> **What is asked**: Gather every line in the items below that contains the word "wall", and copy each of those lines in full.

[Location labeling records]
━━━━━━━━━━━━━━━━━━━━━━━━━━━━━━
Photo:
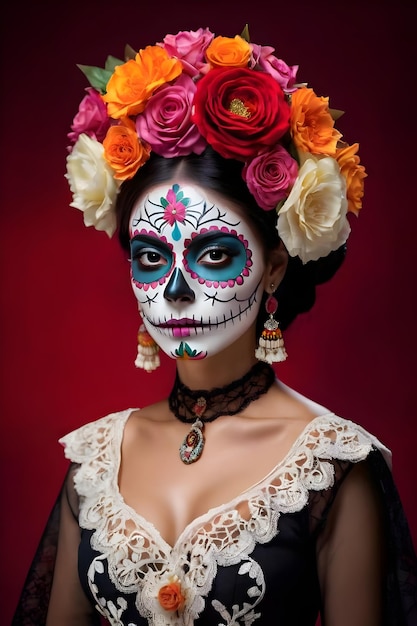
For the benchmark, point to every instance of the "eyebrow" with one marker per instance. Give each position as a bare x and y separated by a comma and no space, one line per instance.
148,239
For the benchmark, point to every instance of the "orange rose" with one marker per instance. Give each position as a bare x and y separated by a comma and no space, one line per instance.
170,596
229,52
124,151
133,83
312,126
354,174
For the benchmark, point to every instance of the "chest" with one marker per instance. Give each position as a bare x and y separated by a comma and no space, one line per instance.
160,487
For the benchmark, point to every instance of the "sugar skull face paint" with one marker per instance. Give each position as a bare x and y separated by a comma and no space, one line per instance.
197,269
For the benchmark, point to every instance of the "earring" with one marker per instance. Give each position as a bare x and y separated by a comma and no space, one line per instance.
271,347
148,357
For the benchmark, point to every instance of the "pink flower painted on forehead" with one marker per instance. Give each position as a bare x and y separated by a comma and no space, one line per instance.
175,205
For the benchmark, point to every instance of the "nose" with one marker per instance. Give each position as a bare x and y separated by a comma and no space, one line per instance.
178,288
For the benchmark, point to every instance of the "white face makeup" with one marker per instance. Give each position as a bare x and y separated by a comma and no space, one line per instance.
197,269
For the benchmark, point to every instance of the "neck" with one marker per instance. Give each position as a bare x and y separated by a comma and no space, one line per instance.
218,370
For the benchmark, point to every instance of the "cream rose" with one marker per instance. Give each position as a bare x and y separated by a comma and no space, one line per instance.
91,179
312,222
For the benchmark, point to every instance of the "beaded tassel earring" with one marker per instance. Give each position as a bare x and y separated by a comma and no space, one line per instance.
148,357
271,347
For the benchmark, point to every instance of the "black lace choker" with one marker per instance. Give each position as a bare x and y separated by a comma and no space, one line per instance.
199,406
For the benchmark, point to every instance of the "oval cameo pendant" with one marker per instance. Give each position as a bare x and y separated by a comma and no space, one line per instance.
193,444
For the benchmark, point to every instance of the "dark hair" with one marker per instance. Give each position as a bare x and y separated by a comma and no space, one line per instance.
297,291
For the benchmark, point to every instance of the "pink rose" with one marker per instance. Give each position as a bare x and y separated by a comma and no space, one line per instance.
91,119
166,121
270,176
189,46
264,59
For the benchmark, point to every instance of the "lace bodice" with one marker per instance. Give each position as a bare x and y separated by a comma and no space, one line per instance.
129,562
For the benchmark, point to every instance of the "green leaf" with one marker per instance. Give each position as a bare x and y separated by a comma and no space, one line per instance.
96,76
245,33
111,63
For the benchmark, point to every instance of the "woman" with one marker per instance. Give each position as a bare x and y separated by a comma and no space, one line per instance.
235,500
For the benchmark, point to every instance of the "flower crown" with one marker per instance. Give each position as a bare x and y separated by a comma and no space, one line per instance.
196,89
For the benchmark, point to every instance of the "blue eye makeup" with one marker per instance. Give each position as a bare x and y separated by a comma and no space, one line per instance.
151,259
216,256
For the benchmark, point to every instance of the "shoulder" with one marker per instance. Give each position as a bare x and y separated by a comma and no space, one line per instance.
329,436
93,438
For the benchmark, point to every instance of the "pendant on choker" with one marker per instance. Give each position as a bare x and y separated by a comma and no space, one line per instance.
196,407
193,444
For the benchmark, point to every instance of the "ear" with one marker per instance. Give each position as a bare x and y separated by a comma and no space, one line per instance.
275,269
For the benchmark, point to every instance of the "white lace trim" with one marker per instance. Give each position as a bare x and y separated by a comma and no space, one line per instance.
140,561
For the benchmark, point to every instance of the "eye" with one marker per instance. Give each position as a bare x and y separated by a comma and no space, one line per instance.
215,255
149,259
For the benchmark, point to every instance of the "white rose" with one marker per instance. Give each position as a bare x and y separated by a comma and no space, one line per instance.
312,221
94,189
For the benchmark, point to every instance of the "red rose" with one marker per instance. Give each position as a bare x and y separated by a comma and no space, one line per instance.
240,111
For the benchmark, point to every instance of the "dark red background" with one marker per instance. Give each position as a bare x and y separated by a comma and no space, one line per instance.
69,321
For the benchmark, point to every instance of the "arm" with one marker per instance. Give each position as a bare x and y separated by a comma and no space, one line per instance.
351,555
68,604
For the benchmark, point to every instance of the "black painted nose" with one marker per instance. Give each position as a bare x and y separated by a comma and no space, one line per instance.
178,288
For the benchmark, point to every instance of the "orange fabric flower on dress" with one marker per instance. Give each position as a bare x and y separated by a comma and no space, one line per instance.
170,596
124,151
133,83
229,52
354,174
312,125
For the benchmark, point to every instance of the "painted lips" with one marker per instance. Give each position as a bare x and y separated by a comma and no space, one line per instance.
181,328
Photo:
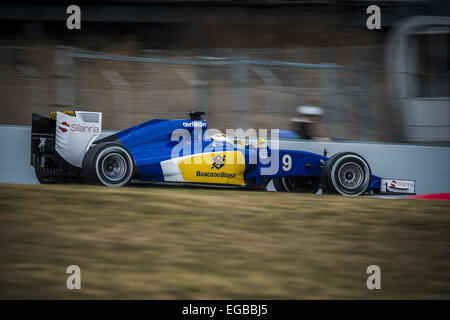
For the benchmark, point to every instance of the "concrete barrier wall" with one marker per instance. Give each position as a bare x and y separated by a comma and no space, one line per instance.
429,166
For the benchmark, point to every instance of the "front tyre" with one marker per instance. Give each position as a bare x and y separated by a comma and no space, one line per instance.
109,164
346,173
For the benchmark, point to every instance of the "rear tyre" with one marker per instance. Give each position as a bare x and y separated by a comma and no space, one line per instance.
109,164
346,173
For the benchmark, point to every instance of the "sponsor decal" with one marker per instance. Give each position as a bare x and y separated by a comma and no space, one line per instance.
216,175
219,162
42,142
401,184
84,128
213,168
194,124
63,127
69,113
398,186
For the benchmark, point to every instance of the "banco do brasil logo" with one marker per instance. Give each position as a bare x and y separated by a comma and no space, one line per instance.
219,162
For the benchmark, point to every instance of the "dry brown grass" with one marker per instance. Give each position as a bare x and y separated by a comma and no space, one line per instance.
179,243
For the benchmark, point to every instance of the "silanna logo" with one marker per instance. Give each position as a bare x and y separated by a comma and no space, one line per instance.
219,162
63,127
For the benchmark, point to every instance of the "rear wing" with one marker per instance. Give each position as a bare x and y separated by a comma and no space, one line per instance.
75,134
67,135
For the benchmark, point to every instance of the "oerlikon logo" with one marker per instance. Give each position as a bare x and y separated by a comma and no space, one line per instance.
63,126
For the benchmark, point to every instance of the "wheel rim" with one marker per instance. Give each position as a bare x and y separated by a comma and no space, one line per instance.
350,185
114,166
122,166
350,175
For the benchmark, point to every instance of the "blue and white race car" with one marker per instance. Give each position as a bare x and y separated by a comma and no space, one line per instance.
69,147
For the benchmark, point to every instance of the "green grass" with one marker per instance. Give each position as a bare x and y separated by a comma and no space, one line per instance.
181,243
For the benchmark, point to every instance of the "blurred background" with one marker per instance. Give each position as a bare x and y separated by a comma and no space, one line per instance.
247,64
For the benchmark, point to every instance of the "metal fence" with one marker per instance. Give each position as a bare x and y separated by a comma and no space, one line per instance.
235,88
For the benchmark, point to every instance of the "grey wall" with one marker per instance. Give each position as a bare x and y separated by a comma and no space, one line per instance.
429,166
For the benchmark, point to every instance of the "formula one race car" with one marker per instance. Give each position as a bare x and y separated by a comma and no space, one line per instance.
68,147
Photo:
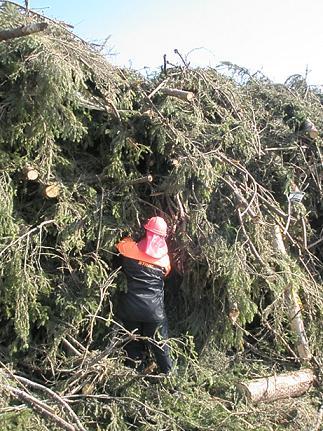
━━━━━━━━━━━━━━━━━━━━━━━━━━━━━━
> **Answer to the problem**:
For the benchmark, point to every instance of the "concrete barrier wall" with one marker per instance. Give each position as a bare x and y separated by a comma and no space, one line per instance.
For the benchmark, point to every instance of the "grey wall" with one marker per instance. Give each position as a bare x and y separated by a comma and no space, one line per instance.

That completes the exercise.